## AIM OF THE TASK
Please copy the rows below exactly, from the line with "of the window" up to and including the line with "x=232, y=255".

## WORKING DATA
• • • • •

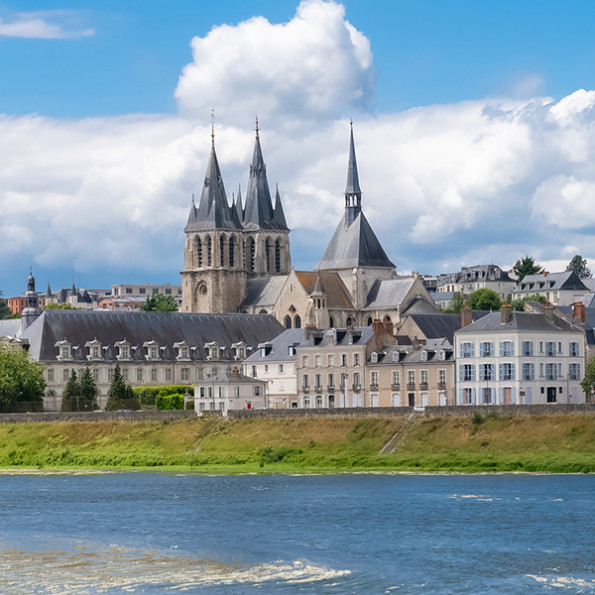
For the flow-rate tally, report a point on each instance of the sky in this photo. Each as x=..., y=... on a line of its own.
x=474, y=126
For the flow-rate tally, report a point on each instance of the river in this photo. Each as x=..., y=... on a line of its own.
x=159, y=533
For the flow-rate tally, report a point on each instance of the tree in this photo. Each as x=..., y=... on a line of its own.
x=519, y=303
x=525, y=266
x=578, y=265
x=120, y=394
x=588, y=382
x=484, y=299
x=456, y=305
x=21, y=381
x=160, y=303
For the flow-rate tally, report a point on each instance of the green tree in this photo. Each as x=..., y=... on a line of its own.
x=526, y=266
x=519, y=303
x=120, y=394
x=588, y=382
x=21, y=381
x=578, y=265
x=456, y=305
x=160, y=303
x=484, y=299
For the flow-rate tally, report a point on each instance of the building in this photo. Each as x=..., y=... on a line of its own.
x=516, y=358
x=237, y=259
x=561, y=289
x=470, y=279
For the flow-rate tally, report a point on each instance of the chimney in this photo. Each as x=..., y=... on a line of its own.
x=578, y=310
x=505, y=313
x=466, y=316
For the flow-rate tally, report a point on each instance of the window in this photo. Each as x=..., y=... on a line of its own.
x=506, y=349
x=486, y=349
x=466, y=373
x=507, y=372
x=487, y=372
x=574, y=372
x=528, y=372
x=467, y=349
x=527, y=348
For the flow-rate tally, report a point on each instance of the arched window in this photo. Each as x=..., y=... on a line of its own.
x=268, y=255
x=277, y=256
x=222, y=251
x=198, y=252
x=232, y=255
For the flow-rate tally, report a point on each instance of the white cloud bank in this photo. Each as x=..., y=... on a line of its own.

• • • • •

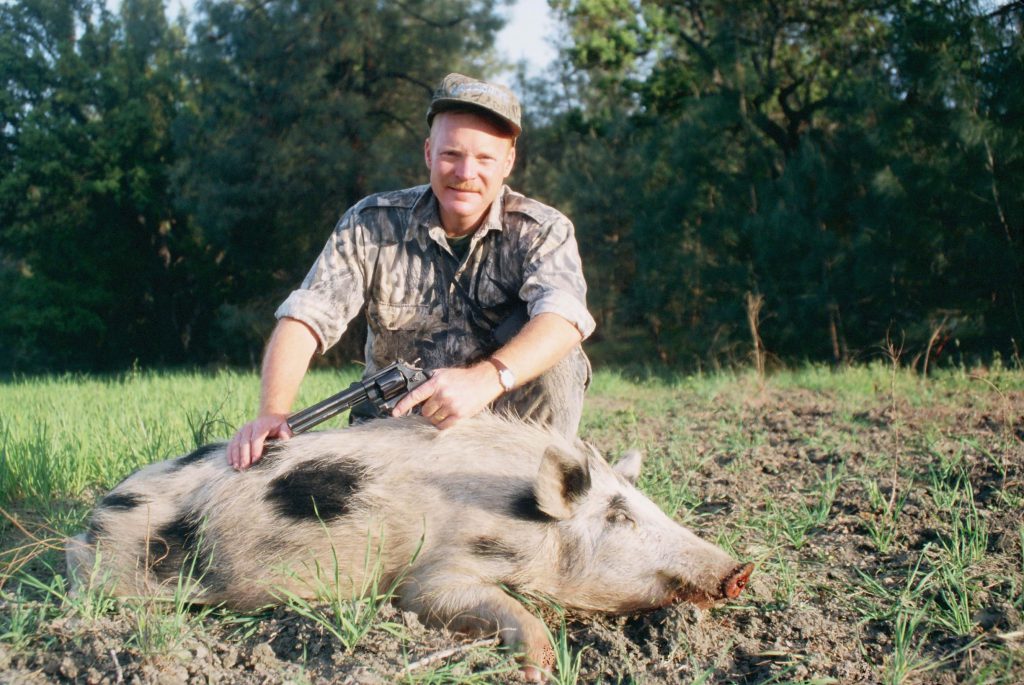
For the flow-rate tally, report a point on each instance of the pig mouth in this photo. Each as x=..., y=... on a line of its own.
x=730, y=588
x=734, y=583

• • • • •

## EXERCISE RESULT
For the flow-rate tally, report a point on each instance of the window in this photo. Each as x=..., y=... on a line of its own.
x=506, y=349
x=486, y=349
x=466, y=373
x=507, y=372
x=487, y=372
x=574, y=372
x=528, y=372
x=467, y=349
x=527, y=348
For the flow-rate tally, report a point on each instance of the arched window in this photo. Each as x=..., y=... on a line of its own.
x=268, y=255
x=277, y=256
x=222, y=251
x=198, y=252
x=232, y=255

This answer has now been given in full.